> [DIRECTIONS]: Print all records exactly, leaving nothing out.

----------

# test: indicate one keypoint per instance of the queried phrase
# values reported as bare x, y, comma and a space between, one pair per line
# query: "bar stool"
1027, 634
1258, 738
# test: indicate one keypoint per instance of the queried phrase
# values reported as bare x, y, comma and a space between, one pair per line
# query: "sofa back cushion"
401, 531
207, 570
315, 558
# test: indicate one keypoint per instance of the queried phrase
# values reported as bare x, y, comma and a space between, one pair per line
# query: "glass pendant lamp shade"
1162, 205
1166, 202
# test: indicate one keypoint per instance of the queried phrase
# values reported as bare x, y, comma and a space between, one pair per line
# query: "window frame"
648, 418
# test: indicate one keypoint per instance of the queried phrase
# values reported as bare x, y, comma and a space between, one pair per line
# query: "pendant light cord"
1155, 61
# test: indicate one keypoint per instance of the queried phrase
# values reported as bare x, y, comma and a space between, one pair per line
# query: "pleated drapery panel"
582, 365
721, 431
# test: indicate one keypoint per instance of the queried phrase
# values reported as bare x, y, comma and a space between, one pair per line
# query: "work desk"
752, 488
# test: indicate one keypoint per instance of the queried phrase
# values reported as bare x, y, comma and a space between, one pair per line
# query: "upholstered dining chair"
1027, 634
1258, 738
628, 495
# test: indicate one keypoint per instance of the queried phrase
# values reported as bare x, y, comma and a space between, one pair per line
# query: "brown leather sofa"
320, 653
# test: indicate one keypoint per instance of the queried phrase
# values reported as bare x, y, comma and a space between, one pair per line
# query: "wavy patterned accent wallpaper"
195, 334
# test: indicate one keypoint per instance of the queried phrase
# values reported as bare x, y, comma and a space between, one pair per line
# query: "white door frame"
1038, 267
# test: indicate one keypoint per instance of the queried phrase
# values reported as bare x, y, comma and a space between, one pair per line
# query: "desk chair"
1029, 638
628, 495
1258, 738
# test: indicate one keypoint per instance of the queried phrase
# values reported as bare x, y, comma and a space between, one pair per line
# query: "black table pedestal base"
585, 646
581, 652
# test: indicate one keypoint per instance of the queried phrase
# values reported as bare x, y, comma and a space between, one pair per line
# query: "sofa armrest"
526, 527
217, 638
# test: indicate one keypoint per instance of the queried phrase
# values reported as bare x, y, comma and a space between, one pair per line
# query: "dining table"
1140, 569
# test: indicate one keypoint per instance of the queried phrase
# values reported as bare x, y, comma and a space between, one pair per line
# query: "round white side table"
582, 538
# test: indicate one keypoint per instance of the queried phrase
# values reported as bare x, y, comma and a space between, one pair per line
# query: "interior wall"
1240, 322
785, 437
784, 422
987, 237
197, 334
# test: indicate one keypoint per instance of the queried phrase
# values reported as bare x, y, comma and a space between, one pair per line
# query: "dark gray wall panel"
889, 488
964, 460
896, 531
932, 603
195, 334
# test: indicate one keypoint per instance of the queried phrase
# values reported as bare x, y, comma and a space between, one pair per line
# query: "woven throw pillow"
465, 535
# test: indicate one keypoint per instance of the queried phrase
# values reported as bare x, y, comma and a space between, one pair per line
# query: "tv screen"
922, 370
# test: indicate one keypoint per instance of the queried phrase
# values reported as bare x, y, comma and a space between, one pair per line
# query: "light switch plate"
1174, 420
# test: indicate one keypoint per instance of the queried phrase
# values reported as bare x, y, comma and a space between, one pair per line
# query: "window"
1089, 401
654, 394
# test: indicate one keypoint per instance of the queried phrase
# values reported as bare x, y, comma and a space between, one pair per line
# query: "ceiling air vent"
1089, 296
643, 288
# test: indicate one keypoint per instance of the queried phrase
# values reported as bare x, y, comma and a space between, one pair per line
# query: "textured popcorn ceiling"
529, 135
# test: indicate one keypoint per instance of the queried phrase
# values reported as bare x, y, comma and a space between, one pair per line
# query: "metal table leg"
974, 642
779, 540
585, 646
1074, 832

----------

> [SOLUTION TO THIS EXERCISE]:
# test: indicate one keypoint per instance of the queried phrase
# values reported as bare x, y, comma and a space between, one pair per line
# query: "bar stool"
1027, 634
1258, 738
# test: indicate one keypoint per instance of the queried phrase
# values reported as bare x, y, comma and a space between, one pair per line
# query: "sofa back cushion"
401, 531
207, 570
315, 558
# test: indicate one keypoint per instance of the queried phrase
# values reported as bare x, y, comma and a space between, one pair per line
# query: "glass pendant lamp shade"
1162, 205
1166, 202
# test: indicate one keypoint per instance of the queried phrase
# values reported as bare x, y, comma and a space between, one pair per line
# query: "window frame"
648, 418
# test: indicate one keypoint per instance of the queried phrase
# values reported as bare x, y, comma and a space between, one pair per line
# query: "pendant light cord"
1155, 61
# test: indicate one keypoint per instance of the queried phrase
# values reported as bare x, y, comma and a space between, one pair per line
# query: "pleated drapery panel"
582, 365
721, 431
# test: indicate one keypoint per instance of the queried phrase
# values reported as bare x, y, comma and a space between, one pair per line
# query: "work desk"
752, 488
# test: indicate one keypoint per instance of the queried phrase
# values reported as bare x, y, comma and a space between, one pair per line
# query: "upholstered dining chair"
1027, 634
1258, 738
628, 495
# test: indicate one keypoint per instance of the queried phrase
# values reported as bare x, y, comma and a space between, one pair per line
# query: "brown leather sofa"
320, 653
# test: indicate one keypoint per instance of the queried phrase
# values reported as bare x, y, comma and a space between, one pair per line
# query: "wavy patterned accent wallpaper"
195, 334
# test: indicate one keypoint per instance of the queried phrase
# values reported as bare x, y, comma and a space between, one pair per line
# query: "white door frame"
1038, 267
# test: indicate one keypoint per instance of the queried phrase
# values reported as bare x, y, comma and a space between, one pair per line
# query: "desk chair"
1029, 638
628, 495
1258, 738
# test: indicate one keypoint per instance of the queried phrase
# values reported as bare x, y, comma and a space between, one pair per line
# query: "black table pedestal base"
585, 646
581, 652
# test: indicate one keypoint per instance of the queried phrase
# values reported as bare x, y, comma and a space between, one pair per line
# query: "sofa armrest"
526, 527
217, 638
# test: indicate one keypoint per instance of the queried phrase
# values reported as bare x, y, comma and a space between, one pair per line
# query: "dining table"
1140, 569
# test: indicate one keypoint per instance of the queried phrase
# values reported as bare x, y, comma and a space between, one pair per line
# query: "round white side table"
582, 538
# test: indicate one keypoint per instance of the queried phrase
# values reported as bare x, y, comma and a space between, one pair per line
# query: "interior wall"
1240, 322
785, 437
784, 422
987, 237
197, 334
# test: indicate one keypoint per instance of the queried phrase
# values reported as bare x, y, comma and a space between, one pair per line
# query: "dark gray wall panel"
889, 488
964, 460
896, 531
932, 603
195, 334
# test: indicate one keypoint per instance of the queried phrase
# values reported as bare x, y, comma and a space between, one pair per line
# query: "woven throw pillow"
465, 535
# test: indicate one keypoint per instance of the queried phrase
# values reported as bare x, y, comma and a space between, one pair per line
# query: "tv screen"
922, 370
# test: indicate one keypoint per instance of the queried phrase
# values reported as bare x, y, comma and a space between, one pair per line
# query: "light switch plate"
1174, 420
# test: indicate one keypoint per instance of the queried phrase
# values reported as bare x, y, comma and a space between, one pair per line
# query: "window"
1089, 401
654, 394
# test: indicate one keypoint per instance of the queried phrase
# values reported as bare x, y, comma and a space between, one pair per line
# query: "ceiling air vent"
1089, 296
643, 288
# test: indicate one keypoint per instance of the queried phrase
# values reported as bare x, y, comma and a space between, one pair per line
# query: "textured popcorn ceiling"
529, 135
# test: indicate one keypoint per instance of the queried phrase
# values reported as bare x, y, comma and a space between, one pair per line
# query: "metal table leg"
974, 642
779, 540
585, 646
1074, 832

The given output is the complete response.